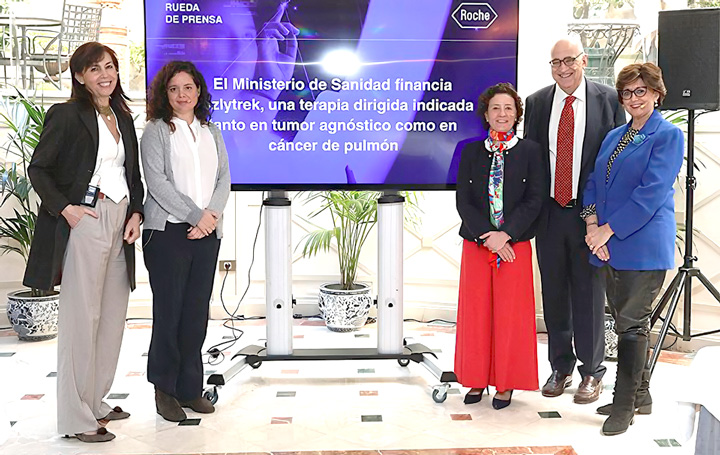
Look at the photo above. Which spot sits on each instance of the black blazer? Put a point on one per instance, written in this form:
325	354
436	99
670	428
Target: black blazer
522	190
603	113
60	172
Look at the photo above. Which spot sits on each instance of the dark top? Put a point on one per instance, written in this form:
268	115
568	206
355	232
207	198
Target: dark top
60	172
523	188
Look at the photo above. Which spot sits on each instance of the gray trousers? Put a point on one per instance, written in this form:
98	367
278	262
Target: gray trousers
93	305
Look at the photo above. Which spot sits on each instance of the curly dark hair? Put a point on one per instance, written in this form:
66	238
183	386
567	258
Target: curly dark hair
83	58
487	95
651	75
158	104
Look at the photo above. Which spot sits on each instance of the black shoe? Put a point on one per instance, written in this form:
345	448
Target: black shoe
617	425
500	404
471	398
168	407
632	349
199	404
642	409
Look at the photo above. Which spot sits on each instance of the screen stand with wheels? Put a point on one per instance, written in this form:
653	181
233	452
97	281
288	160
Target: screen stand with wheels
391	343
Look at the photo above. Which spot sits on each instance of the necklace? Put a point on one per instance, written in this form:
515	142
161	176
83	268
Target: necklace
106	111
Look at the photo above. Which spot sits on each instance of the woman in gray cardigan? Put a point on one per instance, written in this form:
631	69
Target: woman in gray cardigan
188	180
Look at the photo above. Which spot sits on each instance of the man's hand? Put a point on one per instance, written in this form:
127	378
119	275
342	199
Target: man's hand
274	63
132	229
207	223
73	213
596	238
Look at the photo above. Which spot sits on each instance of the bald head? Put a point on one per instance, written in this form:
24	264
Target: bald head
568	77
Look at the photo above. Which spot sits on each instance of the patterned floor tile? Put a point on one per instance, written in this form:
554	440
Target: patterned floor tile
118	396
280	420
189	422
371	418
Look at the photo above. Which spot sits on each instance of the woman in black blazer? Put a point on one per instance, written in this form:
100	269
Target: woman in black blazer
85	170
499	196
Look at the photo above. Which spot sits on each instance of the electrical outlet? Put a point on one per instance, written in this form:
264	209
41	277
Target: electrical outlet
228	265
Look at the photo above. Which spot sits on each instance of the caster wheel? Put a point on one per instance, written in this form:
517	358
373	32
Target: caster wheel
211	395
439	396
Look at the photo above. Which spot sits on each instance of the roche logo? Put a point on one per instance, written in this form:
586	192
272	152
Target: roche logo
474	15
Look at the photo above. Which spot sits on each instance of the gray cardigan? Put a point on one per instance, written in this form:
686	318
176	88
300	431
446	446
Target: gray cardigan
163	198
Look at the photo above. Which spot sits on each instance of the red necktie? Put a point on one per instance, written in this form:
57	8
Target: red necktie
563	159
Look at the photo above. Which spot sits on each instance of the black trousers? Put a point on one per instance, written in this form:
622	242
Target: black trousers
181	277
573	301
630	295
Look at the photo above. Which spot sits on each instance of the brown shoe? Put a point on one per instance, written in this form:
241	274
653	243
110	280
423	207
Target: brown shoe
199	404
588	391
168	407
556	384
102	435
116	414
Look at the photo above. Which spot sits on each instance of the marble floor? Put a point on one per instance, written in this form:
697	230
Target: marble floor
373	406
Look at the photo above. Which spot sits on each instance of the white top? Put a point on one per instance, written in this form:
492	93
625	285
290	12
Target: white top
194	162
579	110
109	173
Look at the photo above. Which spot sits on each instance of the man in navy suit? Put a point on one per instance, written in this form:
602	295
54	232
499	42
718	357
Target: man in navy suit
569	119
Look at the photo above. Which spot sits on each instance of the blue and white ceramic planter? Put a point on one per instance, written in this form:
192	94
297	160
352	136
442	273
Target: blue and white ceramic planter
344	310
33	318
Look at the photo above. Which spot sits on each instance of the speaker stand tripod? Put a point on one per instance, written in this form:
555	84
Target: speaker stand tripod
682	283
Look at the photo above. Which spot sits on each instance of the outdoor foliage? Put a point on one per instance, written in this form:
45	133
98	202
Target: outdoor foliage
24	118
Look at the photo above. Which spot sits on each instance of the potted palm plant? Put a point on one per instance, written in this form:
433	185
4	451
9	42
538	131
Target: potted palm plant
345	305
32	312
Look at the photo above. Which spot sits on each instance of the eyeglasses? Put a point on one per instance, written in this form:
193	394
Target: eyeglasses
627	94
568	61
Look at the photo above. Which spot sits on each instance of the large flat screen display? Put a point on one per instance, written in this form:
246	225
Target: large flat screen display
340	93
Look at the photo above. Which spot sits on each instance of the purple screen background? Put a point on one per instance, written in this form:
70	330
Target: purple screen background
412	39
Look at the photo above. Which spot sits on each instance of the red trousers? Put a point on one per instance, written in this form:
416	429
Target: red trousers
496	342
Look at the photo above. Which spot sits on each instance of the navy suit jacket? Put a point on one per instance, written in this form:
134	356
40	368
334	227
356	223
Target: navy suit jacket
637	201
603	112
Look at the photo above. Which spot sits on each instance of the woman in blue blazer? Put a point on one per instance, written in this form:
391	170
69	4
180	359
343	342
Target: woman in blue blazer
630	216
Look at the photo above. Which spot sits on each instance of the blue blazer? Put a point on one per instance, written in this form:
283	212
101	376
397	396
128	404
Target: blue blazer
637	201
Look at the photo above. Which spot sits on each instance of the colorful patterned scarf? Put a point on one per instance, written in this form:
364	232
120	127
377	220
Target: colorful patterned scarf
497	143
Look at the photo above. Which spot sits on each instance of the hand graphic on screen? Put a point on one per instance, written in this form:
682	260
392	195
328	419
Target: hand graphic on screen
276	61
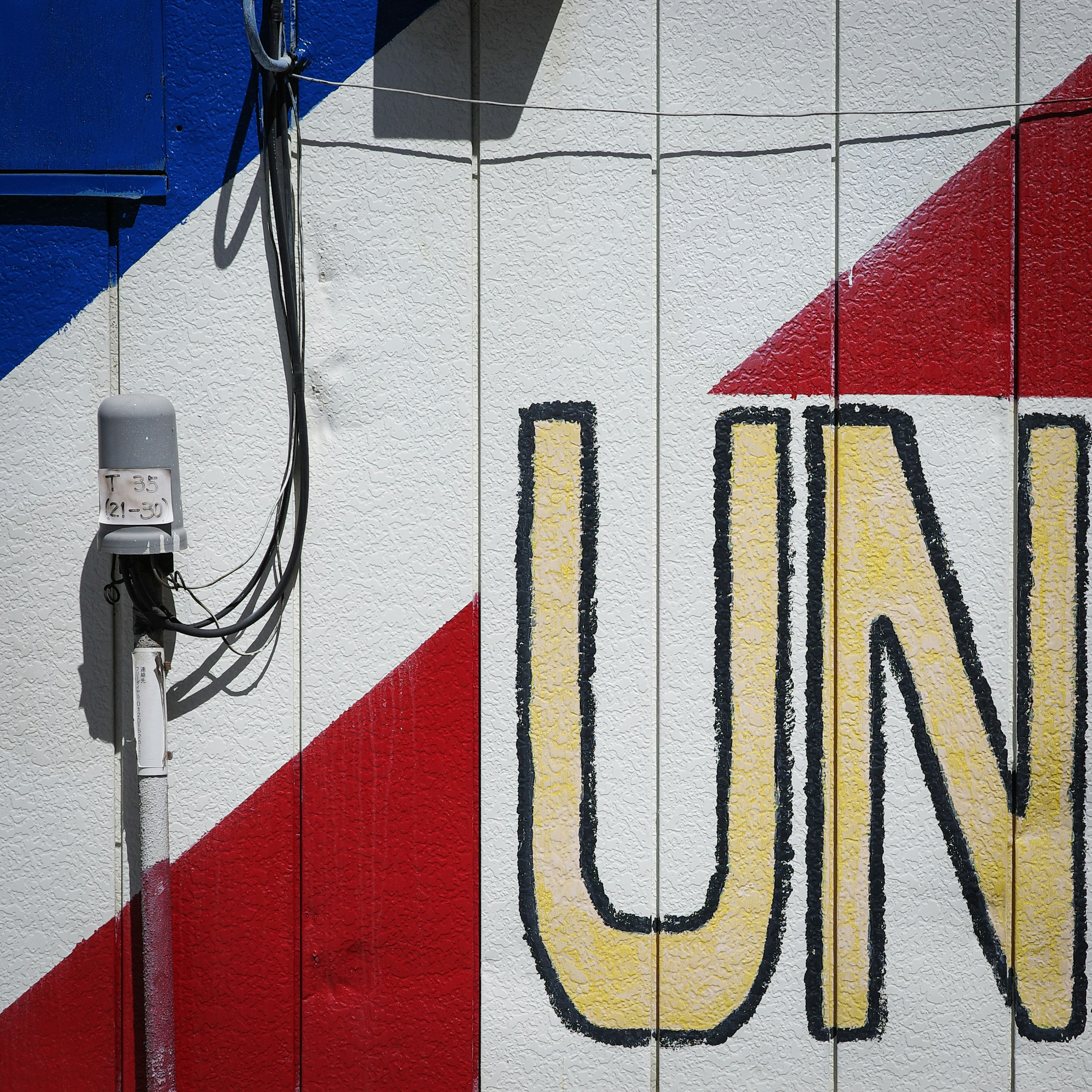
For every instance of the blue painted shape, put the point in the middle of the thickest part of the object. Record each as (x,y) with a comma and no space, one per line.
--- --- ---
Work to complete:
Return every entry exactly, dropping the pictures.

Result of this exercise:
Look at the photo above. Which spot sits on each instance of the black blazer? Put a point on one per instance, written in this form:
325	354
436	99
670	428
Target: black blazer
522	190
603	113
60	172
Look at the photo above. Which spot sits on each instance of the dark top? Put a point on one per instance, written in this form:
268	115
568	206
355	232
207	198
Target: dark top
60	172
523	188
Look at the photo above. Which spot sits on each instance of the gray trousers? Put a point on one per instance, written in this form:
98	367
278	262
Target: gray trousers
93	305
Look at the photo above. Which spot sits on each instance of the curly dark hair? Put a point on one per instance, written in this form:
66	238
183	386
567	258
Target: curly dark hair
83	58
487	95
651	75
158	104
Look at the photo above. Which spot sits on each instance of the black shoe? Put a point on one per instance, written in this form:
345	448
Target: black shoe
617	425
500	404
471	398
168	407
632	349
199	404
642	409
Look at the photo above. Which spot sits on each instance of the screen stand with wheels? Put a point on one per instance, written in this form:
653	181
233	452
97	281
288	160
Target: screen stand with wheels
391	343
Look at the photo above. Which spot sits on each instance of the necklace? Put a point on one per instance, written in this form:
515	142
161	176
83	268
Target: necklace
106	111
Look at the photo above. Which spot sits on each instance of the woman in gray cardigan? Put a point on one per instance, written in this form:
631	69
Target: woman in gray cardigan
188	180
Look at the photo above. Which spot sits on each instance of the man's hand? Put a point on one per instance, written in this form:
127	378
119	275
342	199
Target: man's hand
274	63
132	229
207	223
73	213
596	238
Look at the photo above. Which spot sits on each instance of the bald head? Put a point on one per instance, written in this form:
24	264
Target: bald head
568	77
Look at the photo above. Which spot sits on each instance of the patterned floor tile? Put a point on one per instance, written in this form:
554	440
Target: patterned floor tile
118	396
280	420
189	422
371	418
Look at the photo above. Which spot sits on each instance of the woman in black blazer? Put a point on one per instance, written in this form:
100	269
Target: woman in black blazer
85	170
499	196
Look at the photo above. Which spot sits on each instance of the electrical outlet? Put a point on one per instance, written in this form:
264	209
41	277
Target: electrical outlet
228	265
Look at the photo above. Which spot sits on each instance of the caster wheel? Put a point on one per instance, written in this form:
517	358
373	32
Target: caster wheel
211	395
439	396
Look at the photo above. Which spot sits on each instance of the roche logo? Put a point on one per instance, written in this form:
586	192
272	152
Target: roche logo
474	15
Look at the photo above. Which spot sits on each instance of the gray cardigan? Put a point on one per instance, written in this form:
686	318
176	88
300	431
446	446
Target: gray cardigan
163	198
Look at the photo above. Which spot sits on each instance of the red necktie? Put a point on one per instance, written in this form:
57	8
Target: red necktie
563	159
Look at the photo above. Which spot sits on each instance of the black trousers? Put a point on one per instance, written in this form:
622	242
Target: black trousers
181	277
573	301
630	295
Look at the photo above. Which spot sits on each instance of the brown shoe? Put a point on one per instance, written in this form:
241	274
653	243
110	280
423	207
Target: brown shoe
199	404
588	391
168	407
556	384
102	435
116	414
Look at the photo above. Which spot sits on each instance of the marble floor? Put a point on one per instance, written in this form:
697	230
Target: marble floor
373	406
Look at the photo above. Which spot sits on each instance of the white top? Put a point on one per instance, written in this form:
492	93
625	285
290	12
Target: white top
194	162
579	110
109	173
Look at the photo above. Which spot sits on each instance of the man in navy suit? Put a point on one per instance, written in this form:
602	295
54	232
499	42
718	357
Target: man in navy suit
569	119
Look at the photo above. Which spot sits on each instance of the blue and white ceramic planter? Put a point on one per instance, written in this form:
192	94
297	160
352	136
442	273
Target: blue and white ceramic planter
344	310
33	318
Look at the photo above. Which spot sits on each instance of the speaker stand tripod? Put a point on one per instance, written in this form:
555	84
Target: speaker stand tripod
682	283
Look at the photo above. Which spot sits on each instance of the outdoor foliage? Put a point on one per instance, written in this form:
45	133
98	202
Target: outdoor foliage
24	118
Look at the photo above. Which spot sits on each instance of the potted palm plant? Put a point on one per instance, written in this form:
433	185
4	451
9	42
538	131
Target: potted palm plant
345	305
32	312
Look at the photo above. Which spot sits on each instance of the eyeglasses? Put a point on one per instance, written in this form:
193	394
Target: eyeglasses
627	94
568	61
Look at the photo above. Which spot sits on each instance of the large flat screen display? Put a point on one per instance, written in this form:
246	225
Target: large flat screen display
340	93
Look at the photo above. Which spot sits on each instance of the purple screen background? Put a point on one per instance, written in this form:
70	330
Target: purple screen background
412	39
Look at the photo above. Which spot sits on each instance of the red trousers? Put a point on one per instance, written in this form:
416	429
Target: red trousers
496	342
Look at the photo above. Which spot sits on each instance of the navy suit jacket? Put a point on one per instance, written in this form:
134	356
40	368
334	227
356	223
Target: navy suit jacket
637	201
603	112
Look at the photo above. Which spot sits on each instance of the woman in blue blazer? Put a point on one per instance, written in this form:
391	170
69	4
180	359
343	342
Target: woman in blue blazer
630	216
Look at the photo above. Which spot sits on each instance of the blue blazer? Put a point on one per instance, written in this form:
283	212
101	376
397	396
128	404
Target: blue blazer
637	201
Look at the photo above. Which spot sits on each instance of the colorful patterned scarf? Put a point on one per instance, written in this form:
364	232
120	127
377	220
Target: colorful patterned scarf
497	143
Look at the photo above. Which spot sits on each instance of the hand graphic on screen? Put a point on one per instance, written in this form:
682	260
392	195
328	419
Target: hand graphic on screen
276	61
For every instance of the blue painted shape, put the point in the middle of the thickest part of the object. Record each as (x,y) with a comma and no space, one per line.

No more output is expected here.